◆ Job
Reproduce every one of the entries below word for word, without changing or leaving out anything.

◆ Data to use

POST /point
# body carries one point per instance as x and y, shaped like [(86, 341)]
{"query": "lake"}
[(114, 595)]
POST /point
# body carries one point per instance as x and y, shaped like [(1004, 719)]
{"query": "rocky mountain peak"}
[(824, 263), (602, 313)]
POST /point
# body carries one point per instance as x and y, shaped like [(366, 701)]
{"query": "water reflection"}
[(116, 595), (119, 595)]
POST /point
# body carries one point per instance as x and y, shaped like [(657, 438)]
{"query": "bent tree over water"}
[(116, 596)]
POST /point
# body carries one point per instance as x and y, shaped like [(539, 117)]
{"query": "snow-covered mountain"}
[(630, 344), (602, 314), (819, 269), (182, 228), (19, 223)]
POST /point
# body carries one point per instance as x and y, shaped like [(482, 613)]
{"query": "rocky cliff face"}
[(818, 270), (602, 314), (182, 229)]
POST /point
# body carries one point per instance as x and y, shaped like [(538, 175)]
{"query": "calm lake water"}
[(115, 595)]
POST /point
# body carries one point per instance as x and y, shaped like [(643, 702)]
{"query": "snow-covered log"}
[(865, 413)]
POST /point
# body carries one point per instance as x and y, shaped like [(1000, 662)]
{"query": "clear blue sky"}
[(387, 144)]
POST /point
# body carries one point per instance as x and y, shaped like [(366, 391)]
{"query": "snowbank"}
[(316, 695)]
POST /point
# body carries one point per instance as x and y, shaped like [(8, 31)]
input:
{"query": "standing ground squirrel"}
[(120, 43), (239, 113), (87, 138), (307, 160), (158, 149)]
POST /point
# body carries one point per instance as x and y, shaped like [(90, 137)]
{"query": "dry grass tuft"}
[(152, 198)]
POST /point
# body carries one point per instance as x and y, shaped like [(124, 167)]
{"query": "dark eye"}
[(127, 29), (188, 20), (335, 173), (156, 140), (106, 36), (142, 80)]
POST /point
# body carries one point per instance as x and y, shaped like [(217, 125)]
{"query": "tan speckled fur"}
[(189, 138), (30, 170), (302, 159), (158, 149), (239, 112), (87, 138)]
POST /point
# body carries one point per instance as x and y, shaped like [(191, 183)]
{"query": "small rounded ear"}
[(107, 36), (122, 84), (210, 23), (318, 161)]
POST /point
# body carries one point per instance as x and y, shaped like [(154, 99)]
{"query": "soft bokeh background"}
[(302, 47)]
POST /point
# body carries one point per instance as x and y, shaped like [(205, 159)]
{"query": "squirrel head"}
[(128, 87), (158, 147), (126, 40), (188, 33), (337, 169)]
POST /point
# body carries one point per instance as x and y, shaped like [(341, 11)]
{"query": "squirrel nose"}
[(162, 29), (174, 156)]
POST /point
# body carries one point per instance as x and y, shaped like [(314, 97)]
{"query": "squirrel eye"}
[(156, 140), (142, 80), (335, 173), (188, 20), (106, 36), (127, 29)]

◆ Expected output
POST /point
# body carries one point per instance as x and y, shaped like [(86, 341)]
{"query": "lake"}
[(114, 595)]
POST /point
# body carries one point per instance as x and y, shaped like [(1004, 719)]
{"query": "rocky mountain peak"}
[(824, 263), (602, 313)]
POST /point
# body carries one point per instance as x and y, shaped like [(366, 701)]
{"query": "water reflection"}
[(116, 595), (119, 595)]
POST /point
# body carries one point per instance as x and y, shaped like [(657, 438)]
{"query": "bent tree over water"}
[(116, 596)]
POST /point
# body carries one point per instance as x and y, shaped like [(539, 117)]
{"query": "snow-covered mountain"}
[(630, 344), (602, 314), (819, 269), (182, 228), (19, 223)]
POST /point
# body carries one point per instance as x and y, shaped like [(482, 613)]
{"query": "rocky cliff face"}
[(818, 270), (602, 314), (182, 229)]
POST /point
# body carries one point per instance as x and y, shaped like [(538, 175)]
{"query": "calm lake water"}
[(115, 595)]
POST /point
# body carries one point per instance as x and y, shaped like [(643, 702)]
{"query": "snow-covered log"}
[(865, 413)]
POST /point
# body carries one point per instance as x and y, shaped like [(1000, 662)]
{"query": "clear blue sky"}
[(387, 144)]
POST /point
# body carries one point per instance as x and y, shaped like [(366, 391)]
{"query": "snowbank"}
[(316, 695)]
POST /point
# body carries one point per instance as x and y, shaped like [(8, 31)]
input:
{"query": "standing ground squirrel"}
[(120, 43), (239, 113), (87, 138), (307, 160), (158, 149)]
POST /point
# body carries one point per instance as x and y, shaped like [(90, 137)]
{"query": "dry grass tuft"}
[(152, 198)]
POST /point
# body carries one point per instance as x and y, shaped like [(124, 167)]
{"query": "dark eye"}
[(127, 29), (188, 20), (335, 173), (156, 140), (106, 36), (142, 80)]
POST /point
# body carries one point per instance as x and y, shaped like [(217, 125)]
{"query": "tan speckled fur"}
[(189, 138), (30, 170), (302, 159), (158, 149), (239, 112), (87, 138)]
POST /point
# body carries one point per instance as x and y, shaped like [(191, 183)]
{"query": "small rounded ear"}
[(107, 36), (122, 84), (210, 23), (318, 161)]
POST /point
# body carries one point per instance as x and y, shaped like [(154, 99)]
{"query": "soft bokeh background"}
[(302, 47)]
POST /point
# body carries one point per instance as x and y, shaped like [(205, 159)]
{"query": "squirrel head"}
[(128, 87), (158, 147), (126, 40), (188, 33), (337, 169)]
POST /point
# body carries one point per instance as x and y, shaped like [(341, 11)]
{"query": "squirrel nose"}
[(162, 29), (174, 156)]
POST /point
# body carries one point per instance as x and y, shaped like [(314, 97)]
{"query": "squirrel eye"}
[(156, 140), (142, 80), (335, 173), (188, 20), (106, 36), (127, 29)]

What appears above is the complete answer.